## Gestellte Aufgabe 1
Welche Zeilen der Auflistung unten enthalten die Zeichenfolge „green“? Liste jede dieser Zeilen vollständig auf und beachte dabei die Groß- und Kleinschreibung.

Predigt zum Fest der Enthauptung Johannes des Täufers (Apg. 13: 25-32; Mk. 6: 14-30) (11.09.2015)

Liebe Brüder und Schwestern, 

 

die Heilige Kirche würdigt heute den Propheten, Vorläufer und Täufer des Herrn Johannes, welcher der kirchlichen Überlieferung zufolge den in der Unterwelt Befindlichen die nahende Befreiung durch den Messias verkündigte. Der Herr Selbst sagte über Seinen Vorläufer: „Unter allen Menschen hat es keinen größeren gegeben als Johannes den Täufer“ (Mt. 11: 11; vgl.  Lk. 7: 28). Johannes saß unschuldig im Gefängnis und wurde um der Wahrheit willen hingerichtet. Daher gibt es für uns kein besseres Vorbild und keine größere Autorität in Fragen, die das Verhältnis des Christen zur Staatsmacht betreffen. Welche Schlüsse können wir also für unsere Beziehung zu den Herrschern dieser Welt ziehen? Gibt es eine „rote Linie“ zwischen bedingungsloser Loyalität und gebotenem Ungehorsam, und wenn ja – wo liegt sie?

## Auflistung zur Aufgabe
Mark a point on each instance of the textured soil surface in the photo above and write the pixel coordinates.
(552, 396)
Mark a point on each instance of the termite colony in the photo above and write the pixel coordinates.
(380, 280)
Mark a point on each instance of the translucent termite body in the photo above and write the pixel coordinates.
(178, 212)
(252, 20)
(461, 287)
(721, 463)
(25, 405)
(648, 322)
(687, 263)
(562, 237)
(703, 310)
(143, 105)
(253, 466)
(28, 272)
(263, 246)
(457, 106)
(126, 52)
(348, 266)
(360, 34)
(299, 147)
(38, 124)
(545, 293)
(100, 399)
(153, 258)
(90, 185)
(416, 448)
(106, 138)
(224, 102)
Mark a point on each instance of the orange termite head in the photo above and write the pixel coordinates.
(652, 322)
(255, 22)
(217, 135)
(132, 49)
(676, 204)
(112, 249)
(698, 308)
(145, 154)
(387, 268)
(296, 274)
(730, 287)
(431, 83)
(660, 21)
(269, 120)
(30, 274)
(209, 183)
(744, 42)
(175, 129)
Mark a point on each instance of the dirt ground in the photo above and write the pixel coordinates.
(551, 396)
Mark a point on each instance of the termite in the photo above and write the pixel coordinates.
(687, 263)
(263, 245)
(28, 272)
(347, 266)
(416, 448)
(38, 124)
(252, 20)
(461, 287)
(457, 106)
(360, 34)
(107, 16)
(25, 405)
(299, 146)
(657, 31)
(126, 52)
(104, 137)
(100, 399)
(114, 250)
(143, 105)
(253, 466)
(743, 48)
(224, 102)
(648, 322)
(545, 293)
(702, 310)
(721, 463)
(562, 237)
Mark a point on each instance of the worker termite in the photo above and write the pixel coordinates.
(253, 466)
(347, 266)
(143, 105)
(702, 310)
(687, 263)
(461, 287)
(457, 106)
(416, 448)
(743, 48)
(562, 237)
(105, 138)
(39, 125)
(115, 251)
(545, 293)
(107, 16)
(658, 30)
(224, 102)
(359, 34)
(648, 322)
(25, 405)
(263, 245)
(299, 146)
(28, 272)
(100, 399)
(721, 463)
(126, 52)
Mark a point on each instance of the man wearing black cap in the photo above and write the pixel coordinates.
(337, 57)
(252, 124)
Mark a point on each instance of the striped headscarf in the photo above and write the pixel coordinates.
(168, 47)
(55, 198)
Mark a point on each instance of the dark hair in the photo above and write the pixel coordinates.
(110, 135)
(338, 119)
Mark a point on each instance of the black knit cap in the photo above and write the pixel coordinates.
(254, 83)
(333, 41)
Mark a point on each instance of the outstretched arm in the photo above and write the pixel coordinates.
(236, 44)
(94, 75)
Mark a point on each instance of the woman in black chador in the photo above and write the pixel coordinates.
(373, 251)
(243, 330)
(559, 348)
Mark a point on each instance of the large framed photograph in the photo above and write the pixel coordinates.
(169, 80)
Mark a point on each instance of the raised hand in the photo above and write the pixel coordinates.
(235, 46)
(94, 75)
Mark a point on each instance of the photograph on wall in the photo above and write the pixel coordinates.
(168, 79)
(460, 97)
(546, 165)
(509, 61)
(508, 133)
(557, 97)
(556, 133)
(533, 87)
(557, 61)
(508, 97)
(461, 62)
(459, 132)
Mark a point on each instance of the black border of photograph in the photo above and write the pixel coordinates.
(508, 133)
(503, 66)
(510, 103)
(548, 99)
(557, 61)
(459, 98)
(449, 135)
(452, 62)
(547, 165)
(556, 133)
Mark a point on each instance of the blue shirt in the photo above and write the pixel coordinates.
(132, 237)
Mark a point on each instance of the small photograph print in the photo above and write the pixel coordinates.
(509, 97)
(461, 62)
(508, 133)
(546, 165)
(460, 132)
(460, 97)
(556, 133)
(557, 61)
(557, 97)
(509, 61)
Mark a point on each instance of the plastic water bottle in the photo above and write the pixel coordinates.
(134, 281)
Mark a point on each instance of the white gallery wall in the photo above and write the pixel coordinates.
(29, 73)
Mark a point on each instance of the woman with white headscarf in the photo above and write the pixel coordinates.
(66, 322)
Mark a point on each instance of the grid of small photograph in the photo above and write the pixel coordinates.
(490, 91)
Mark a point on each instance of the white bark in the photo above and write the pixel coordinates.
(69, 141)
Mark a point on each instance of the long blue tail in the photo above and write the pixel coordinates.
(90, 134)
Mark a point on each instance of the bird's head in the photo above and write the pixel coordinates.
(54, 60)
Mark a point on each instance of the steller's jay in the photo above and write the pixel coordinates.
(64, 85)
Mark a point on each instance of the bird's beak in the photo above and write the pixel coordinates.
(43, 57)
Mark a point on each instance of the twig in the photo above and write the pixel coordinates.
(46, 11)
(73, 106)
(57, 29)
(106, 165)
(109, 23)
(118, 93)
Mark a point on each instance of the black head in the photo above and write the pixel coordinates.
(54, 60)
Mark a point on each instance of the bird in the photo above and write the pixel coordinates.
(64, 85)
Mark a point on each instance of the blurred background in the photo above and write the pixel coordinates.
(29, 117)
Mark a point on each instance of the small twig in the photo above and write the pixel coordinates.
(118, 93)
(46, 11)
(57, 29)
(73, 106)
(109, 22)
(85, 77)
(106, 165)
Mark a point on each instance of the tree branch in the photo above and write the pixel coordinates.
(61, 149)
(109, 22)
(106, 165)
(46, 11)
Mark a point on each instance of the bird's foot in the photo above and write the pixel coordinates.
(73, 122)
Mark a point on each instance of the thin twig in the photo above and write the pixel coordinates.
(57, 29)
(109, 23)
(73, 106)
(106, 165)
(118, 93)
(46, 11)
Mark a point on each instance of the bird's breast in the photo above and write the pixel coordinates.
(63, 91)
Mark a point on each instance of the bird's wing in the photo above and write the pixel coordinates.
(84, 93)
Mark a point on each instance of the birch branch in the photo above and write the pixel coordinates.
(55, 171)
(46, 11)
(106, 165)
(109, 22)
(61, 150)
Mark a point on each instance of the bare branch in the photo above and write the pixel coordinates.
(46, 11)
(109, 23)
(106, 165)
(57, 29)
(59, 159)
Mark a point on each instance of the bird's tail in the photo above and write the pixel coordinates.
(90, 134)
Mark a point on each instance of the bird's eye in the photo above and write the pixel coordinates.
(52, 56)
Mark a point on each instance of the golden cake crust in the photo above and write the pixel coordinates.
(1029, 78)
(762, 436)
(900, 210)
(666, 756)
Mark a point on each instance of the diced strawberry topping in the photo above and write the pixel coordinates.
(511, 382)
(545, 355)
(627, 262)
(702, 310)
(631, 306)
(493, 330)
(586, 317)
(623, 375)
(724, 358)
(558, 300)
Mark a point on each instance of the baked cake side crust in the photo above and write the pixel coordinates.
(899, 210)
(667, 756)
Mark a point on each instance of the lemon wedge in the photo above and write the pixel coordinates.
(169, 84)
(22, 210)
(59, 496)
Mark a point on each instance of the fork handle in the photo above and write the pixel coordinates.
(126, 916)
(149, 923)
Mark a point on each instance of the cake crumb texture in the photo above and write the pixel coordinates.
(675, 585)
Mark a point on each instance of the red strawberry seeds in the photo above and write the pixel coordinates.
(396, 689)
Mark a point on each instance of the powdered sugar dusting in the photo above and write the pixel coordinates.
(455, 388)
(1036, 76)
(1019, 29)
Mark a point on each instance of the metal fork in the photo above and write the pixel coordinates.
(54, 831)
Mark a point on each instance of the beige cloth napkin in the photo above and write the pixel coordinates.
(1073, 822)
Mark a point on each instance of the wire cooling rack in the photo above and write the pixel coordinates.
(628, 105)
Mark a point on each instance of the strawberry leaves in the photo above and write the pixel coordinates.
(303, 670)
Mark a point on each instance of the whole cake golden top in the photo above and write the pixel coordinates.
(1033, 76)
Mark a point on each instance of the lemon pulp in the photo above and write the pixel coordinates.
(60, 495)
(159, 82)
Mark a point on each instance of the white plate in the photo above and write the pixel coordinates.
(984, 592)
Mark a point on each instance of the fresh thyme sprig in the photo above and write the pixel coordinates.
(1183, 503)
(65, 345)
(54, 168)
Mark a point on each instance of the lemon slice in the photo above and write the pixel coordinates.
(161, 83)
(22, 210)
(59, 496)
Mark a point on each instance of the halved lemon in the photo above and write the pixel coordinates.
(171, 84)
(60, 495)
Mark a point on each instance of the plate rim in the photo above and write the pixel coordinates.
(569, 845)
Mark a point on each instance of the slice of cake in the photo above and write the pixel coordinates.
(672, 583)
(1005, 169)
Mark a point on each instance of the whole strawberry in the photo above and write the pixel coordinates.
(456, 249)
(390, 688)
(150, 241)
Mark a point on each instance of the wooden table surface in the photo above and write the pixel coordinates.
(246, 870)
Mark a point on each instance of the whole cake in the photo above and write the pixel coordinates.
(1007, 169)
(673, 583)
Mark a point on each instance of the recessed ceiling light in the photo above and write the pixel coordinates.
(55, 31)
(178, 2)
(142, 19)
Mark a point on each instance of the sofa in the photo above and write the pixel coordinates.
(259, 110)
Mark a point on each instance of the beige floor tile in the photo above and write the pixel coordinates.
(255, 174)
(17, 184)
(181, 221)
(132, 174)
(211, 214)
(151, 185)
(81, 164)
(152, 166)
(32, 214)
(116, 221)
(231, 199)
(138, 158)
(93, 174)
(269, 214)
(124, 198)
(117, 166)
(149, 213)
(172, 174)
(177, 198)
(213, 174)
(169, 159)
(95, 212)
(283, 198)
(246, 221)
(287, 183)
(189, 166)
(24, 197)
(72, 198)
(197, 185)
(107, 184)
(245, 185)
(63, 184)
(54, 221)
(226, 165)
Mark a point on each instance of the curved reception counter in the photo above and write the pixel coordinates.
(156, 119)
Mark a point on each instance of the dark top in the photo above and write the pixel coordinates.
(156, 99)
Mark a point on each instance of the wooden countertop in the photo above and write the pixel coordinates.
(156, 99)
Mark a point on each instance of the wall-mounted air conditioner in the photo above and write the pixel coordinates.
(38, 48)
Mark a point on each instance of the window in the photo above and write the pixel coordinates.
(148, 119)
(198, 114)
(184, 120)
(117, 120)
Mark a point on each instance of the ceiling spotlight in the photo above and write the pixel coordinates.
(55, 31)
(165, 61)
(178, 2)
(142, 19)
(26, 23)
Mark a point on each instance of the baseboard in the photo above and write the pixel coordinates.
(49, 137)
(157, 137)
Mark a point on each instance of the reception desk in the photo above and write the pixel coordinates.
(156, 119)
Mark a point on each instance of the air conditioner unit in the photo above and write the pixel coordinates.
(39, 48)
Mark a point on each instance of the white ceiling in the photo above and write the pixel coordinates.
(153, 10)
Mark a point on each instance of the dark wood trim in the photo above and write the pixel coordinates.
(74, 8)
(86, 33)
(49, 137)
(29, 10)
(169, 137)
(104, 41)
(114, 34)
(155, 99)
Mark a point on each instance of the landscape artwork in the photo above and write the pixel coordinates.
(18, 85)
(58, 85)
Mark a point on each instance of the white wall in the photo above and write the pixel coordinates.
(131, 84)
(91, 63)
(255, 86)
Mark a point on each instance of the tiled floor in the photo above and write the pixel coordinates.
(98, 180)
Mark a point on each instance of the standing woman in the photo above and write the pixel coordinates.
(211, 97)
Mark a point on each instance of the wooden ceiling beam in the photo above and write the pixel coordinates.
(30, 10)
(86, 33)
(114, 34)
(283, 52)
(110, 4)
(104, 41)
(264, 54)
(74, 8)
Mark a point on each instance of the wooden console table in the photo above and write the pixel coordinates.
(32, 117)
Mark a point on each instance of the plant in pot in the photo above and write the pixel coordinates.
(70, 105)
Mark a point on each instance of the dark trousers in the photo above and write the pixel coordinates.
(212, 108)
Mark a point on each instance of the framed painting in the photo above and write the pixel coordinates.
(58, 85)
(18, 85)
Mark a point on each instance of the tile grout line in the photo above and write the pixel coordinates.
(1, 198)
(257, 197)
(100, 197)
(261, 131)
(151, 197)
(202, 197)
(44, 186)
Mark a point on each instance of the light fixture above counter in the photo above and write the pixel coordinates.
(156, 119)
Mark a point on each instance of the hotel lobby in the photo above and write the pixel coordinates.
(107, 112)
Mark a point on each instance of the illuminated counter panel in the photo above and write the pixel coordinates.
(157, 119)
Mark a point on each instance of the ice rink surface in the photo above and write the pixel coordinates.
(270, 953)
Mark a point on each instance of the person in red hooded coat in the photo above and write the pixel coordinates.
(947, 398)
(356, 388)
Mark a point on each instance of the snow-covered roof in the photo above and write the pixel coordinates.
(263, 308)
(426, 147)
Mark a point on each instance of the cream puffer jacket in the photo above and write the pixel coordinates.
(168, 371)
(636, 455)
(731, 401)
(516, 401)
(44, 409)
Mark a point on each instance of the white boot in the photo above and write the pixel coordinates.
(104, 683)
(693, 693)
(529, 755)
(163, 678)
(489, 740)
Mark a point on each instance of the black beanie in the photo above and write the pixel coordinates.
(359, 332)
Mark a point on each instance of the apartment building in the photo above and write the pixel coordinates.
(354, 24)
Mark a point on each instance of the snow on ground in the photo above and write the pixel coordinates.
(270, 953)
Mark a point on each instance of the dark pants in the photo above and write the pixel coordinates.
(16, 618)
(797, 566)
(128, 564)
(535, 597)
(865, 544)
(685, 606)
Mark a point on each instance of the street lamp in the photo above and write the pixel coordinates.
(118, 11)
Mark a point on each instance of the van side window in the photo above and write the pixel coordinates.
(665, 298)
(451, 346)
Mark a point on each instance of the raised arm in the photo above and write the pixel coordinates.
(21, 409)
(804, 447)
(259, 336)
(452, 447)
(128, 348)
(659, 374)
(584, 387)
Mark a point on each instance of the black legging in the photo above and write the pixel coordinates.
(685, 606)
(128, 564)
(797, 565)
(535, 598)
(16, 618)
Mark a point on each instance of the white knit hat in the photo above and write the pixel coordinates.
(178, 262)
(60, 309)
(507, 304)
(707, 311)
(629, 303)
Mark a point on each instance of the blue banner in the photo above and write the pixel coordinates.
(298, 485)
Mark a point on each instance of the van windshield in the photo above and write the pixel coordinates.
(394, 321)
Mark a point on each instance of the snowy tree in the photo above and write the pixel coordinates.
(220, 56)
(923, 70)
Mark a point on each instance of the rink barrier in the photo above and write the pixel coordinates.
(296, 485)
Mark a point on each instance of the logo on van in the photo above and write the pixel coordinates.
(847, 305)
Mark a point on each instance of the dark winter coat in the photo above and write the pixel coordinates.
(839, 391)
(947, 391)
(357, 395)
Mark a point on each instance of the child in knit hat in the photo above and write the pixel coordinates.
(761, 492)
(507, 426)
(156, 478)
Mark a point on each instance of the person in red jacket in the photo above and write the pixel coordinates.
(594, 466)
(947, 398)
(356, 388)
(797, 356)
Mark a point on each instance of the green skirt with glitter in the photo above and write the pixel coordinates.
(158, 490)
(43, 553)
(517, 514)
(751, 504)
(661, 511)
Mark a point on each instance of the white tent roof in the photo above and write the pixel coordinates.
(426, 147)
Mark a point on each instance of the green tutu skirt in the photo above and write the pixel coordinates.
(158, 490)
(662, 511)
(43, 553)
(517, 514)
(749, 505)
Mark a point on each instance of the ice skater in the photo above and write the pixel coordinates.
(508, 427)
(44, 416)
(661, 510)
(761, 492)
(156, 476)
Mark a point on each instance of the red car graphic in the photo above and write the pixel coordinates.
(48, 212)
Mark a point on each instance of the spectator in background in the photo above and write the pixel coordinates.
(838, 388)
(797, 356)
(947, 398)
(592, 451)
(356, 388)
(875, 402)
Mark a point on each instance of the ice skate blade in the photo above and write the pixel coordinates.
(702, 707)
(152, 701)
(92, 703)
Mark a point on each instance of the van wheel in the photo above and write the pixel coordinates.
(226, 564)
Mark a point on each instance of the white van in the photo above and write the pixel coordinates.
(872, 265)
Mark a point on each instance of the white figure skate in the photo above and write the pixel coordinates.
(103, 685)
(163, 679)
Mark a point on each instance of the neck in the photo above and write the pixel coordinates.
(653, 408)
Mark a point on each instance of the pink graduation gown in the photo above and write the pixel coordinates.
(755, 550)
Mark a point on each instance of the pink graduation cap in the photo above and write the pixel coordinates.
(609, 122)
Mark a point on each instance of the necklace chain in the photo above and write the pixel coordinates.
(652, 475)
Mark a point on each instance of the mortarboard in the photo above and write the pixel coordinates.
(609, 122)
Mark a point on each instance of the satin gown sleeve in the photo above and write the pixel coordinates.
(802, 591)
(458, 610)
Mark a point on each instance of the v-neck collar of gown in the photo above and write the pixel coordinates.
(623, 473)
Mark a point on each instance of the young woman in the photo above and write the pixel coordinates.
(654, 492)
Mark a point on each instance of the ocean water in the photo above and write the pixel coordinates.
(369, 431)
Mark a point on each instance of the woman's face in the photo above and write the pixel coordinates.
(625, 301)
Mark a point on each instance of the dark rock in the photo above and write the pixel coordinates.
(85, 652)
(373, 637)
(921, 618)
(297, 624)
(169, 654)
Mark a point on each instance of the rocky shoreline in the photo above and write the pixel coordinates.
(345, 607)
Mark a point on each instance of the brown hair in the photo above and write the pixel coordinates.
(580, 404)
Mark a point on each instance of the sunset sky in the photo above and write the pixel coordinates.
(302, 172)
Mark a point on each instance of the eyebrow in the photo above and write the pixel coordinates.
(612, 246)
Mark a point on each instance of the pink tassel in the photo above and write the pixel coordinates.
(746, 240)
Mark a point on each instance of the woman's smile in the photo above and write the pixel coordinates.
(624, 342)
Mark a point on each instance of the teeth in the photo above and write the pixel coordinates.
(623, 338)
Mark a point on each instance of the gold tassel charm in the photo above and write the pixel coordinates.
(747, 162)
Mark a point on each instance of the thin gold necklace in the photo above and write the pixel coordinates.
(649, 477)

## Gestellte Aufgabe 2
Gib aus der Predigt oben den Abschnitt von „die Heilige Kirche“ bis „wo liegt sie?“ wortgetreu wieder.

## Ergebnis der Aufgabe 1
Mark a point on each instance of the green skirt with glitter in the photo above and write the pixel coordinates.
Mark a point on each instance of the green tutu skirt in the photo above and write the pixel coordinates.

## Ergebnis der Aufgabe 2
die Heilige Kirche würdigt heute den Propheten, Vorläufer und Täufer des Herrn Johannes, welcher der kirchlichen Überlieferung zufolge den in der Unterwelt Befindlichen die nahende Befreiung durch den Messias verkündigte. Der Herr Selbst sagte über Seinen Vorläufer: „Unter allen Menschen hat es keinen größeren gegeben als Johannes den Täufer“ (Mt. 11: 11; vgl.  Lk. 7: 28). Johannes saß unschuldig im Gefängnis und wurde um der Wahrheit willen hingerichtet. Daher gibt es für uns kein besseres Vorbild und keine größere Autorität in Fragen, die das Verhältnis des Christen zur Staatsmacht betreffen. Welche Schlüsse können wir also für unsere Beziehung zu den Herrschern dieser Welt ziehen? Gibt es eine „rote Linie“ zwischen bedingungsloser Loyalität und gebotenem Ungehorsam, und wenn ja – wo liegt sie?